TASK SET:
a) Answer these questions using the excerpt about the jail lawsuit:
(i) How many times does the plaintiff say gang members stabbed him?
(ii) At which jail was he held when the attack took place?
(iii) In what year did special counsel Merrick Bobb issue his report?
b) Write the next part of the excerpt about the inmate's lawsuit against Sheriff Lee Baca, continuing from its final sentence.

EXCERPTED TEXT:
>> start

The US Supreme Court has turned down an appeal from Los Angeles County that seeks to shield Sheriff Lee Baca from a California negligence lawsuit filed by an inmate who was attacked by other inmates while behind bars in 2006. The plaintiff, Dion Starr, claims that gang members stabbed him 23 times while he was at the Central Men's Jail. He also contends that a guard not only saw what happened and refused to intervene, but also that the latter kicked him in the face.

Starr is suing Baca and the deputies and guards that were at the assault scene that day for Los Angeles personal injury. He claims that a deputy even unlocked his cell door, which is how the gang inmates got to him. He says that even though Baca knew there was violence at the LA County jail after special counsel Merrick Bobb issued a report about inmate injuries and deaths (some were caused by other inmates) in 2005, the sheriff had been "deliberately indifferent" to the dangerous conditions there.

>> end

Dataset entries:
>> start

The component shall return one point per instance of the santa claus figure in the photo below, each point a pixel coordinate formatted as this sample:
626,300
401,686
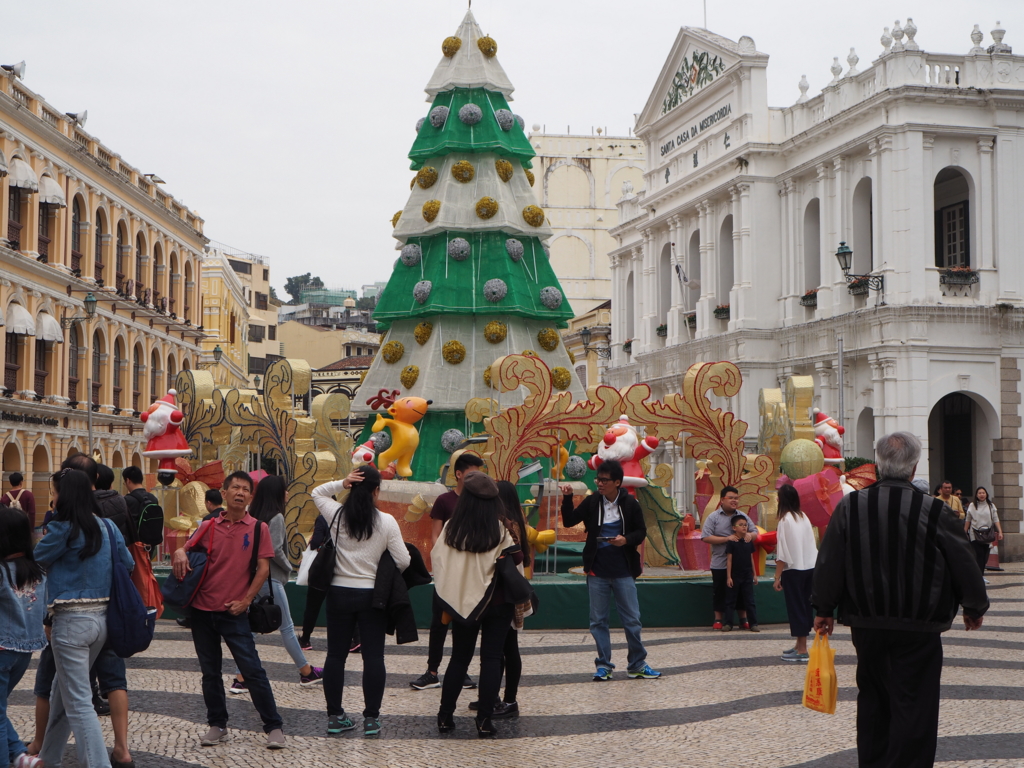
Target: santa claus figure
828,435
623,443
164,438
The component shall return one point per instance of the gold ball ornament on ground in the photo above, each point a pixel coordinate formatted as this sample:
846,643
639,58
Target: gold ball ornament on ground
422,333
801,458
487,46
486,207
454,352
548,339
463,171
504,169
392,351
532,215
409,376
560,378
495,332
430,209
451,46
427,177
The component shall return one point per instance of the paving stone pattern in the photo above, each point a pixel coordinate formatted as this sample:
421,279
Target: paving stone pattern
725,698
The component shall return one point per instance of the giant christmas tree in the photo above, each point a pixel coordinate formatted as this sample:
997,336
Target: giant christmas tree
473,282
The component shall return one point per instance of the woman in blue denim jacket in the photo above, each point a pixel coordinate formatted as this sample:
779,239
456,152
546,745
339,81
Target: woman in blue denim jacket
76,553
22,612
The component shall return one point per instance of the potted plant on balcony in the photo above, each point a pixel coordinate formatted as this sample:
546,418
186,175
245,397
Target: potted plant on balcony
858,287
958,275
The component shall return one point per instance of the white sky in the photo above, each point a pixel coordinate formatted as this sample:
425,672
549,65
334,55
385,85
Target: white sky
286,124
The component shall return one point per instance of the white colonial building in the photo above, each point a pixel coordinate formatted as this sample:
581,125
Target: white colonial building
916,163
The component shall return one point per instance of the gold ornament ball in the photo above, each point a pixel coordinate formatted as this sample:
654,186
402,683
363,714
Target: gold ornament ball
504,169
454,351
487,46
560,378
495,332
451,46
422,333
392,351
426,177
548,339
801,458
463,171
409,376
532,215
486,207
430,209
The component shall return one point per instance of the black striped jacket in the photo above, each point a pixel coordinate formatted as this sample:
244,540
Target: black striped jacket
894,558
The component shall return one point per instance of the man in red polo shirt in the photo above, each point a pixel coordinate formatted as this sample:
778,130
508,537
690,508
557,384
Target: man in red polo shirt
219,609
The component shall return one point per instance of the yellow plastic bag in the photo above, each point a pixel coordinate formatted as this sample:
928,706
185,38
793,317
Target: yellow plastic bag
820,685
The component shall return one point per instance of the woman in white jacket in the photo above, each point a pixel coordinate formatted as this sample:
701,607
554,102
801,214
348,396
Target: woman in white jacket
795,556
360,534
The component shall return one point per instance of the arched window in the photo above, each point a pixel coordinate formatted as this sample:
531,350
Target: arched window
73,364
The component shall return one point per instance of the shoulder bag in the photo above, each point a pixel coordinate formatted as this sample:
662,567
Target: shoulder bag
179,594
264,615
129,623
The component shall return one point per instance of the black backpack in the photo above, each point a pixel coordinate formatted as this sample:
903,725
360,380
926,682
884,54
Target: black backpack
150,521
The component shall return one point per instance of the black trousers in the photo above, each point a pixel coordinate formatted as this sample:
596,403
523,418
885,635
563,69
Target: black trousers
346,609
493,627
898,678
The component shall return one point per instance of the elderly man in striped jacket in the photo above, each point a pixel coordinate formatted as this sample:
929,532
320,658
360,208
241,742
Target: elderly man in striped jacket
897,565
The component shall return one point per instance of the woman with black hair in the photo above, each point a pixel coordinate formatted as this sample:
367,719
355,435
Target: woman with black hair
465,560
22,613
795,557
268,506
360,534
77,555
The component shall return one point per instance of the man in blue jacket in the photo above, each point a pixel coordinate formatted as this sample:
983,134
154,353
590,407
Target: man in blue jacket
614,528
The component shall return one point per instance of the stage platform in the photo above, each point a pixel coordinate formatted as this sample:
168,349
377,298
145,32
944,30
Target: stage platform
668,598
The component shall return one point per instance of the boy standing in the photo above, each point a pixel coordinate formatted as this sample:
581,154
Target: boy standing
739,577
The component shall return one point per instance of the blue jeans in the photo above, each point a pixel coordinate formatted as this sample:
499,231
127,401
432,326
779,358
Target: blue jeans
12,667
625,590
208,629
77,640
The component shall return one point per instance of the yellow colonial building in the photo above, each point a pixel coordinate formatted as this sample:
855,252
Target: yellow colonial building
99,292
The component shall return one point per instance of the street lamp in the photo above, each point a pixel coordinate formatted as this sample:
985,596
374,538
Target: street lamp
845,257
90,312
585,336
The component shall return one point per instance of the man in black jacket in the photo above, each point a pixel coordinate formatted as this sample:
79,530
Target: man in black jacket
614,528
897,565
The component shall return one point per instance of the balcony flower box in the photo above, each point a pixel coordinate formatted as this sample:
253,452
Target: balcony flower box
858,287
958,275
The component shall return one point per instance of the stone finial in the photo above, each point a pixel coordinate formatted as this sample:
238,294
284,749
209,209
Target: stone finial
803,85
887,41
997,46
852,60
911,31
976,37
898,37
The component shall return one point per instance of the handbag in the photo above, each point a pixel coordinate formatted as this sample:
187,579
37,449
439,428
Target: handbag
264,615
179,593
517,589
129,623
322,568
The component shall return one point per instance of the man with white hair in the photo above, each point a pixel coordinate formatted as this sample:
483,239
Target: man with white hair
897,565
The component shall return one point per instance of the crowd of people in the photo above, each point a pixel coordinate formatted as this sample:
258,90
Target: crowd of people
895,564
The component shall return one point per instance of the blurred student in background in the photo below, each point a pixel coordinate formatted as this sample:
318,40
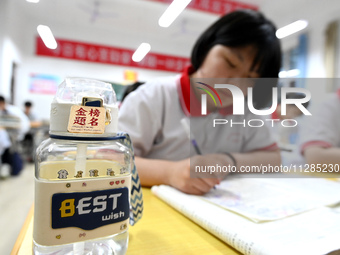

>> end

OUTPUTS IN ORDER:
a)
(i) 23 times
(ii) The Central Men's Jail
(iii) 2005

b)
In 2008, a federal judge dismissed Starr's Los Angeles personal injury lawsuit on the grounds that the U.S. Supreme Court previously had found that top law enforcement officers cannot be held liable for subordinates' discriminatory actions and that there was no evidence to personally connect Baca to the attack. However, last year the U.S. 9th Circuit Court of Appeals ruled in this case that Starr could sue the sheriff. In a 2-1 vote, the three-judge panel said that past decisions made by the high court did not apply to the constitutional violations that Starr is alleging.

In choosing not to hear LA County's appeal, The Supreme Court did not provide comment on why.

"Just because you've been arrested or convicted of a crime doesn't mean you aren't entitled to certain protections and rights," said Howard Law, PC partner and Los Angeles police brutality lawyer Vincent Howard.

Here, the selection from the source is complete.